- _Passage shown_:

***

Article by Scott Sweatman, ©2005 Blake, Cassels & Graydon LLP

Age discrimination in the pension world comes in various forms, including mandatory retirement provisions, timing of receipt of benefits and disparate employer contributions, to name a few. While contrary to human rights principles, federal and provincial laws create exemptions for aged-based discrimination that is incidental to a pension plan. Employers designing and administering pension plans can also rely on a Supreme Court of Canada (SCC) case providing basic guidelines on when age-discriminatory practice is acceptable.

Other than in Ontario, Québec and the Yukon, human rights legislation in each province and territory provides that prohibitions against age discrimination do not apply to the “operation of a bona fide retirement or pension plan.” In some legislation, the phrase “bona fide” is replaced with “genuine” or “good faith,” but the concept is the same. Courts and other adjudicative bodies have said this exception applies where the discriminatory practice:

  • is imposed in good faith;

  • is based upon sound and accepted pension industry practice; and

  • there is no practical alternative to the discriminatory practice.

These three principles arise from the SCC’s decision in Zurich Insurance Co. v. Ontario (Human Rights Commission). Any discriminatory practice based on age in the pension context in these provinces must pass muster under this test.

Legislative Variations Across Canada

In most provinces, employment standards and pension laws do not contradict human rights legislation. They are largely silent on discriminatory practices involving pensions. Alberta Finance, however, has published a policy bulletin to supplement its provincial enactment that states a defined contribution formula must be acceptable to the Superintendent of Pensions and that a defined contribution policy that increases rates by steps based solely on age will not be permitted.

Yukon human rights legislation does not expressly address age discrimination in pension plans, but includes very broad language providing that discriminatory treatment will not be considered discriminatory for the purposes of the human rights legislation if there are “other factors establishing reasonable cause for the discrimination.”

Ontario’s legislation sets out specific allowances for age discrimination in pension plans through various provisions found in human rights, employment standards and pensions legislation. Ontario’s Human Rights Code, for example, grants every person the right to equal treatment with respect to employment without discrimination because of age. However, Section 25(2) states this right will not be infringed by an employee pension plan that complies with the Employment Standards Act (ESA) and its regulations.

Under the ESA, an employer may not provide or offer a benefit plan that treats employees differently based upon age, except in prescribed circumstances. Under the regulations, employer contributions to a “unit-benefit” or “defined benefit” pension plan may vary based upon age. Other forms of permitted differentiation relate to the rates of voluntary additional contributions to a pension plan and the rates of contributions that an employee is required to make to a “money-purchase” or “profit-sharing” pension plan.

Additionally, the prohibition in ESA’s subsection 44(1) does not apply to a differentiation that relates to the rates of contributions by an employer to a money purchase or profit-sharing pension plan: i) when the employer transfers the assets from a unit-benefit or defined-benefit pension plan to the money purchase or profit-sharing pension plan; and ii) if the differentiation is made to protect employees’ pension benefits from being adversely affected by the transfer.

***

- _Data lines_:
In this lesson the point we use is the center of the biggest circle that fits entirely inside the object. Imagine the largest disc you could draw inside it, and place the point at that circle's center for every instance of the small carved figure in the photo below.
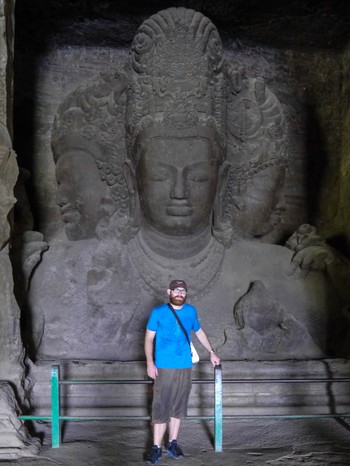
(88, 151)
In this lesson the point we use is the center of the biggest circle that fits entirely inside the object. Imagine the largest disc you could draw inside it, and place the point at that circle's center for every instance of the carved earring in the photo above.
(222, 230)
(130, 177)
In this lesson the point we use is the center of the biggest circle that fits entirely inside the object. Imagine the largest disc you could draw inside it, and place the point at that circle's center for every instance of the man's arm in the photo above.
(149, 343)
(202, 337)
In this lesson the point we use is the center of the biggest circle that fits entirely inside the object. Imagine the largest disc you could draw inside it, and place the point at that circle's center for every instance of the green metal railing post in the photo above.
(218, 408)
(55, 407)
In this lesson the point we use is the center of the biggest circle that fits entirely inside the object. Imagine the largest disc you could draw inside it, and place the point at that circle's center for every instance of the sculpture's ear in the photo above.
(130, 177)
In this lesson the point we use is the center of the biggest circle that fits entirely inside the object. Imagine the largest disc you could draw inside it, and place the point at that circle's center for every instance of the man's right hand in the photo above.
(152, 371)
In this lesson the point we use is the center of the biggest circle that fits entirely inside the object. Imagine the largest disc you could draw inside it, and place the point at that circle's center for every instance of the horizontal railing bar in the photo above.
(190, 418)
(204, 381)
(112, 381)
(283, 416)
(35, 418)
(305, 380)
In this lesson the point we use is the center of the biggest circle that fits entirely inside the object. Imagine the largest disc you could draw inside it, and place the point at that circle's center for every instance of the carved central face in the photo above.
(79, 194)
(177, 181)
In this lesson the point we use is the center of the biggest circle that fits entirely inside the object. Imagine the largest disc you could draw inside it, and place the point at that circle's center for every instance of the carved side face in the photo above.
(80, 192)
(261, 202)
(177, 181)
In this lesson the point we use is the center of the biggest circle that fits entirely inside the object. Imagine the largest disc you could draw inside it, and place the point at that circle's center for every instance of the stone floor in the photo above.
(324, 442)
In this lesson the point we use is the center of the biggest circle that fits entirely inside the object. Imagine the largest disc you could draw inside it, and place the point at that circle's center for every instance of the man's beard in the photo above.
(177, 300)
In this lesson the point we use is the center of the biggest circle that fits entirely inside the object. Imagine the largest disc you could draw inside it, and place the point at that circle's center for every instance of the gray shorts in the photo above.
(171, 392)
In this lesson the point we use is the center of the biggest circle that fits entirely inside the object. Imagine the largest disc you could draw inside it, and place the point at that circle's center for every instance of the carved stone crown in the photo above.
(176, 75)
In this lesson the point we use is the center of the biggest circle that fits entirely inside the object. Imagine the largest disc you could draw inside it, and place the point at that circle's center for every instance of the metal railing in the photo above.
(55, 418)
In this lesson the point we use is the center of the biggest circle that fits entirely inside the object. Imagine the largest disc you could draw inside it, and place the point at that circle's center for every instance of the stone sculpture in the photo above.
(201, 150)
(14, 439)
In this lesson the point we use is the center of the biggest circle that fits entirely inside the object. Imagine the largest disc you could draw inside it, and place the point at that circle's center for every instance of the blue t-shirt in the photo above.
(172, 350)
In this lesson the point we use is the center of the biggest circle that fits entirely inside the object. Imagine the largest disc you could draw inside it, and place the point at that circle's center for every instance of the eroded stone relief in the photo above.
(174, 166)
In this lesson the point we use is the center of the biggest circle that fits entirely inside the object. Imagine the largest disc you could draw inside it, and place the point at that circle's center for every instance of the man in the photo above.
(172, 367)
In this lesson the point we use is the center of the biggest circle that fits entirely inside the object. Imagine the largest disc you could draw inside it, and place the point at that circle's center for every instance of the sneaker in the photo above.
(154, 455)
(174, 450)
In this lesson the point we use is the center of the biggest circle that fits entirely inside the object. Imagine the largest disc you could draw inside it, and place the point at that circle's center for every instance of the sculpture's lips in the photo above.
(179, 211)
(69, 213)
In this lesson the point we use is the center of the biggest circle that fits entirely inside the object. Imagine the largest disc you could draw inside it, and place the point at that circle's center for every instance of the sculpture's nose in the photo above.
(179, 189)
(62, 195)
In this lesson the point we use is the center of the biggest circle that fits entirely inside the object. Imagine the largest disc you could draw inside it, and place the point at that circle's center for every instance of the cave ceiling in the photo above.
(273, 23)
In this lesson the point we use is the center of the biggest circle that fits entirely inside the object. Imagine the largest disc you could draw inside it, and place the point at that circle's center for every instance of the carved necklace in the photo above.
(155, 271)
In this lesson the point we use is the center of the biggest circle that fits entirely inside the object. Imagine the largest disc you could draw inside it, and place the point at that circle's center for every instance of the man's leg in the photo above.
(158, 433)
(174, 427)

***

- _Goal_: In the article on age discrimination in pension plans, what kind of defined contribution policy does the Alberta Finance bulletin say will not be permitted?

- _Reply_: One that increases rates by steps based solely on age.